WORK TO BE COMPLETED
Answer these questions from the education reform text:
(a) From around what year have politicians treated public education as a political football?
(b) What does the text name as an example of a large failed crucible?
(c) Which high school in Charleston is closing, and where are its students being transferred?

This distinction matters in public education and public education reform because all public institutions in the U.S. are by their tax-supported status at the mercy of partisan politics.

From around 1980, in fact, politicians at the local, state, and national levels have discovered that public education is a powerful and effective political football. The standard politician’s refrain is “Schools are horrible, and I can make them better!”

The current rise of the inexpert ruling class at the presidential level has been foreshadowed for more than three decades by the partisan politics around education reform—politicians and political appointees with no experience or expertise in education imposing pet reform initiatives onto public schools because these policies appeal to an equally mis-informed public.

Even with large failed crucibles such as New Orleans post-Katrina, political leaders remain committed to finding themselves in a hole and continuing to dig.

In my home state of South Carolina, infamous for our Corridor of Shame, Charleston, on the east coast and part of that corridor, continues to represent the savage inequalities that result from a combination of an inexpert ruling class and an absence of political courage.

Charleston schools reflect the most stark facts about and problems with K-12 education across the U.S.: private and gate-keeping public schools (such as academies, magnet schools, and some charter schools) that provide outstanding opportunities for some students in contrast to grossly ignored high-poverty, majority-minority public schools that mis-serve “other people’s children.”

As a result of these inequities and dramatically different student outcomes exposed by the accountability era obsession with test scores, Charleston has played the education reform game, committing to provably failed policies over and over: school choice, school closures and takeovers, school turnaround scams, overstating charter schools as “miracles,” and investing in Teach For America.

Why do all these policies fail and what ultimately is wrong with inexpert leadership? The absence of political courage to address directly the blunt causes of inequitable student outcomes in both the lives and education of students.

Currently in Charleston, the closing of Lincoln High and transferring those students to Wando High (see here and here) highlight that the gap between commitments to failed edureform and political courage to do something different persists.

DATA SECTION
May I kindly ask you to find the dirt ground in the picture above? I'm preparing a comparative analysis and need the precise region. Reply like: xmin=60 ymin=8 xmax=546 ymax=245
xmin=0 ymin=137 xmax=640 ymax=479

TASK OUTPUT
(a) From around 1980.
(b) New Orleans post-Katrina.
(c) Lincoln High is closing, and its students are being transferred to Wando High.